### Tekstfragment
--
Beelden over God kunnen variëren. Zo zijn God als Schepper en Vader dominante beelden, maar worden ook moederlijke trekken genoemd door mensen. De Vragenlijst Godsbeeld (Schaap-Jonker en Eurelings-Bontekoe, 2009) maakt verschil in het ervaren van God en het denken over Gods handelen. Gevoelens over God kunnen positief zijn of gekleurd door andere emoties, zoals angst en boosheid. Gods handelen kan gezien worden als ondersteunend, maar ook als heersend of straffend. Je kan ook menen dat God niet handelt en vooral passief is. De vragenlijst toont dus meerdere opties.
Er is veel onderzoek gedaan naar de invloed van ouders op het godsbeeld van kinderen. Soms ervaart een kind overeenkomst: ‘God zorgt voor mij en mijn ouders doen dat ook.’ Het is aan ouders en aan God gehecht. Maar het kan ook anders: ‘Mijn ouders zorgen niet goed voor mij, maar de Heere wel.’ Dan compenseert het geloof de behoefte aan veiligheid en zorg, die de ouders niet kunnen geven.
Grootouders
Geloofsopvoeding wordt meestal in de eerste plaats door ouders gegeven. Veel toerustingsmateriaal richt zich dan ook op hen. Toch maakt beperkte literatuur duidelijk dat grootouders soms grote invloed kunnen hebben op het leven van hun kleinkinderen. Volgens V.L. Bengtson, die in Amerika ruim 35 jaar onderzoek deed onder vier generaties, kunnen grootouders op vier manieren invloed uitoefenen op de geloofsopvoeding: 1) Ze nemen de geloofsopvoeding op zich omdat de ouders, dus hun kinderen, dat niet doen. 2) Ze bevestigen de geloofsopvoeding die de ouders geven. 3) Ze ondermijnen de geloofsopvoe-ding van de ouders of dagen hen uit. 4) Ze negeren de geloofsopvoeding die de ouders geven. De eerste twee manieren zorgen voor een goede geloofsoverdracht. Met name grootmoeders hebben grote invloed, in het bijzonder op kleindochters.
Contextueel perspectief
Ivan Boszormenyi-Nagy is de grondlegger van de contextuele benadering. Hij was een Hongaars- Amerikaanse psychiater die rond 1960 gezinnen betrok bij de behandeling van hun zieke kind. Het legde de grondslag voor een gezinstherapie, waarbij Nagy zich van een heel eigen juridisch gekleurd taalveld bedient.
--
### Opdrachten
**a)** Hoe lang deed V.L. Bengtson volgens het tekstfragment onderzoek in Amerika?
**b)** Noem alle manieren waarop grootouders volgens Bengtson in het tekstfragment invloed kunnen uitoefenen op de geloofsopvoeding.
**c)** Neem uit het tekstfragment letterlijk over wat loopt van "Contextueel perspectief" tot "gekleurd taalveld bedient.".
De records hebben hier niets mee te maken.

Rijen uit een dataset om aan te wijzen
--
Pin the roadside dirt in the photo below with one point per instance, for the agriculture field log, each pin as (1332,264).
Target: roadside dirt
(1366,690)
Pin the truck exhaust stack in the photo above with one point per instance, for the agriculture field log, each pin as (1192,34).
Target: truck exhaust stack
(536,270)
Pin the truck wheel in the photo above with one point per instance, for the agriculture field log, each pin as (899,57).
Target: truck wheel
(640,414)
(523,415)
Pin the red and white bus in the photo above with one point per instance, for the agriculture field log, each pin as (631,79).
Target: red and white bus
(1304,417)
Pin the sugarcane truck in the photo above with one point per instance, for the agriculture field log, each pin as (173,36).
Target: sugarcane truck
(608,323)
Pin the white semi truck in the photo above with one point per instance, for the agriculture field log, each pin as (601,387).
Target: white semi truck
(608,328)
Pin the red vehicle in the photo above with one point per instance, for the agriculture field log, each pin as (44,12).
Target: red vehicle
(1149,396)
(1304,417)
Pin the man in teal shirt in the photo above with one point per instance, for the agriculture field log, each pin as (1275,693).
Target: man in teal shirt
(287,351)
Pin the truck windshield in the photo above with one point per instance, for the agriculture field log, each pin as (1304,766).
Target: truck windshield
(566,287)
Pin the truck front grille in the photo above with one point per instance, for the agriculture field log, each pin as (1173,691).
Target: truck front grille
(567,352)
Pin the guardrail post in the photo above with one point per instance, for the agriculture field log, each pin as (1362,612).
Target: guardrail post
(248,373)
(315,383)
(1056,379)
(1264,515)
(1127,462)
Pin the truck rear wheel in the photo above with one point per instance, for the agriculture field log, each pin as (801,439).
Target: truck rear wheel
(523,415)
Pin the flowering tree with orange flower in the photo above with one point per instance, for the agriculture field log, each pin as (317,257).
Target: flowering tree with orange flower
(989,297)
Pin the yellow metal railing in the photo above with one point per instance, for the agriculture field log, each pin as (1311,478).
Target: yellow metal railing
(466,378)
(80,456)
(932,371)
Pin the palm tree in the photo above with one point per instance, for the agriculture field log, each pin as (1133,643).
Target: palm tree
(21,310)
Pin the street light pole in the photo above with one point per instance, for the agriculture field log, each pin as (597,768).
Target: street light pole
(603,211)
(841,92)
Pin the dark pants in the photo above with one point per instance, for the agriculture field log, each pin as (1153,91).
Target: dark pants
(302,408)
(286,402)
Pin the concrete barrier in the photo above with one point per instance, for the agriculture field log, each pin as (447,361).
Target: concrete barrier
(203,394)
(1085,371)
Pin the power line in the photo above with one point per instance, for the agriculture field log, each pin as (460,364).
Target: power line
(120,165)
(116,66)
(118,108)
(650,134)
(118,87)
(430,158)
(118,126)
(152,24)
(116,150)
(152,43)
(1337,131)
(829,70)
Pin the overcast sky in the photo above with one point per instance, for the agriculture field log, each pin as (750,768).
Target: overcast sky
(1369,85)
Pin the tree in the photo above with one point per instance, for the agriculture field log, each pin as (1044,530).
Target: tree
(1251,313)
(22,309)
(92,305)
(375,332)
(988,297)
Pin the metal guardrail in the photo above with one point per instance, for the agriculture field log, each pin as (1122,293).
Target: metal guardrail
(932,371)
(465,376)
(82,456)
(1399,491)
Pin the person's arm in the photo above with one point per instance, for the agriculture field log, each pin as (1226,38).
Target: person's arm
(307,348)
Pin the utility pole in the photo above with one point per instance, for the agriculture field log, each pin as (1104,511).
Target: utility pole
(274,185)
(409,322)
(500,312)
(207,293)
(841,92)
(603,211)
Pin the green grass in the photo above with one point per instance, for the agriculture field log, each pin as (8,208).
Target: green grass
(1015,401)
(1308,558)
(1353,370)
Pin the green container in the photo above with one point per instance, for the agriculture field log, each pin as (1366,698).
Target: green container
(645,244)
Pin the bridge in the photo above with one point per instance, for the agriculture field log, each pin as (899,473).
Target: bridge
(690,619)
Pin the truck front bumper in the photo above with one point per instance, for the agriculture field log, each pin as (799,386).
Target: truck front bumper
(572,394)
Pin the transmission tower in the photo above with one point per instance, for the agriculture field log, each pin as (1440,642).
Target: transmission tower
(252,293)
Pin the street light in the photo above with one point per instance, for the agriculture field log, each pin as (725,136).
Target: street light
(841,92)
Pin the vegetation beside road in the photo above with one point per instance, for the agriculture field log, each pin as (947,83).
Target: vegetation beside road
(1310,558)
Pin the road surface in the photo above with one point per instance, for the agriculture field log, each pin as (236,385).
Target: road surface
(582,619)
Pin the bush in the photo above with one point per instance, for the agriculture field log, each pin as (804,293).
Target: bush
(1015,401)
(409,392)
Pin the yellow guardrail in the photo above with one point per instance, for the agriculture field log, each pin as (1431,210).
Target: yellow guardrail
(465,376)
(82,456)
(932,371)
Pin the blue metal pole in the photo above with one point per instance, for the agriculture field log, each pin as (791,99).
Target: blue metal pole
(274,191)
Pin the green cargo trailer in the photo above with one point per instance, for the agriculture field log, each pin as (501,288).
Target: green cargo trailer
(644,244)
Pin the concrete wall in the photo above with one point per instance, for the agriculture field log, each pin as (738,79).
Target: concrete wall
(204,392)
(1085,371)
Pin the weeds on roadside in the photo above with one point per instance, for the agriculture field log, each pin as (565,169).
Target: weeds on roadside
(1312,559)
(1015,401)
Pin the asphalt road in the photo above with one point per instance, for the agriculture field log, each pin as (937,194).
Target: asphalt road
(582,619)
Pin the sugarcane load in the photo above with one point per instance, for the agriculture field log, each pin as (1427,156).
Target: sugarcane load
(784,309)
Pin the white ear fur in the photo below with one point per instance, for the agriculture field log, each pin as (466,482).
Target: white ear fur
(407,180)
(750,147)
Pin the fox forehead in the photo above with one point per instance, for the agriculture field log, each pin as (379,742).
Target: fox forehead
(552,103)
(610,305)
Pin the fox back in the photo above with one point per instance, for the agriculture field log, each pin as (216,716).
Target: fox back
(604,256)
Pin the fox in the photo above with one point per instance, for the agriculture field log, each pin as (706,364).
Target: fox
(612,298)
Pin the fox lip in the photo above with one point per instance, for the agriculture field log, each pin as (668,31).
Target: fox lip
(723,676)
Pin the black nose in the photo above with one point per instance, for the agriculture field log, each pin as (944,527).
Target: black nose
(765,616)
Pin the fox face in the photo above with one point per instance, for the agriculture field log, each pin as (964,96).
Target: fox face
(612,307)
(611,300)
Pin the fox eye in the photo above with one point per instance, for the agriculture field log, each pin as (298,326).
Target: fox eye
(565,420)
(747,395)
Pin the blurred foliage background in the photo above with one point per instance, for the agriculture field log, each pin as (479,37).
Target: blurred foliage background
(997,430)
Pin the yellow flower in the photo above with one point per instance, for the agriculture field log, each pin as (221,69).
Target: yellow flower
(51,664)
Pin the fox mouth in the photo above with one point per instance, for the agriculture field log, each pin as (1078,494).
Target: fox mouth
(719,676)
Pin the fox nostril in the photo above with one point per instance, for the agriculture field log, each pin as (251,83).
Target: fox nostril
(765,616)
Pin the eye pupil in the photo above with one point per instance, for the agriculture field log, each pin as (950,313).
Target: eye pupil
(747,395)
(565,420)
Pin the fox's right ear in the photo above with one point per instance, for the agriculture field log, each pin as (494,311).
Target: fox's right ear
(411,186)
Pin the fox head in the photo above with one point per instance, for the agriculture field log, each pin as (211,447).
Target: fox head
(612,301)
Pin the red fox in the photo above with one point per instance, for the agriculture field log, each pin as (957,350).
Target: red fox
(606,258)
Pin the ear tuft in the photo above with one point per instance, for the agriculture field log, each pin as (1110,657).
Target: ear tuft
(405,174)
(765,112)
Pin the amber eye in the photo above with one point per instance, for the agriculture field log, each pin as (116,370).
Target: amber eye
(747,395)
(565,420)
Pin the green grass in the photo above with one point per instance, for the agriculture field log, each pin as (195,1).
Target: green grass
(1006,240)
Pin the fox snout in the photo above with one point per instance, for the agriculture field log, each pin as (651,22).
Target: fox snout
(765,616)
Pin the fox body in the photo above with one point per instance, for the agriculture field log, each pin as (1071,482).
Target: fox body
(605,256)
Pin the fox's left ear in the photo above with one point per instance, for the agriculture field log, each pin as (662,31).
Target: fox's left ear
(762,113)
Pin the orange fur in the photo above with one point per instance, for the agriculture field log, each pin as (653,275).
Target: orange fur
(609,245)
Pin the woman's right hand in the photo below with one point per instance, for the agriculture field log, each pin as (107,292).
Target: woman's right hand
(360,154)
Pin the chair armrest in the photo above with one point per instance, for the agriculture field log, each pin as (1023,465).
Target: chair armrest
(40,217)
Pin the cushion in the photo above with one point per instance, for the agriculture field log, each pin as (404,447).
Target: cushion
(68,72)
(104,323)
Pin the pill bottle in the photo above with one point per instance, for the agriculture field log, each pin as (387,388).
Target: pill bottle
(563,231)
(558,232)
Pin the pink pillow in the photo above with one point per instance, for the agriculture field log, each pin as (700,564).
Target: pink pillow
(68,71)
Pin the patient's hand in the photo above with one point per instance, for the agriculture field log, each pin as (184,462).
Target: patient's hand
--
### Uitgewerkte antwoorden
**a)** Ruim 35 jaar.

**b)**
1. Ze nemen de geloofsopvoeding op zich, omdat de ouders dat niet doen.
2. Ze bevestigen de geloofsopvoeding die de ouders geven.
3. Ze ondermijnen de geloofsopvoeding van de ouders of dagen hen uit.
4. Ze negeren de geloofsopvoeding die de ouders geven.

**c)**
Contextueel perspectief
Ivan Boszormenyi-Nagy is de grondlegger van de contextuele benadering. Hij was een Hongaars- Amerikaanse psychiater die rond 1960 gezinnen betrok bij de behandeling van hun zieke kind. Het legde de grondslag voor een gezinstherapie, waarbij Nagy zich van een heel eigen juridisch gekleurd taalveld bedient.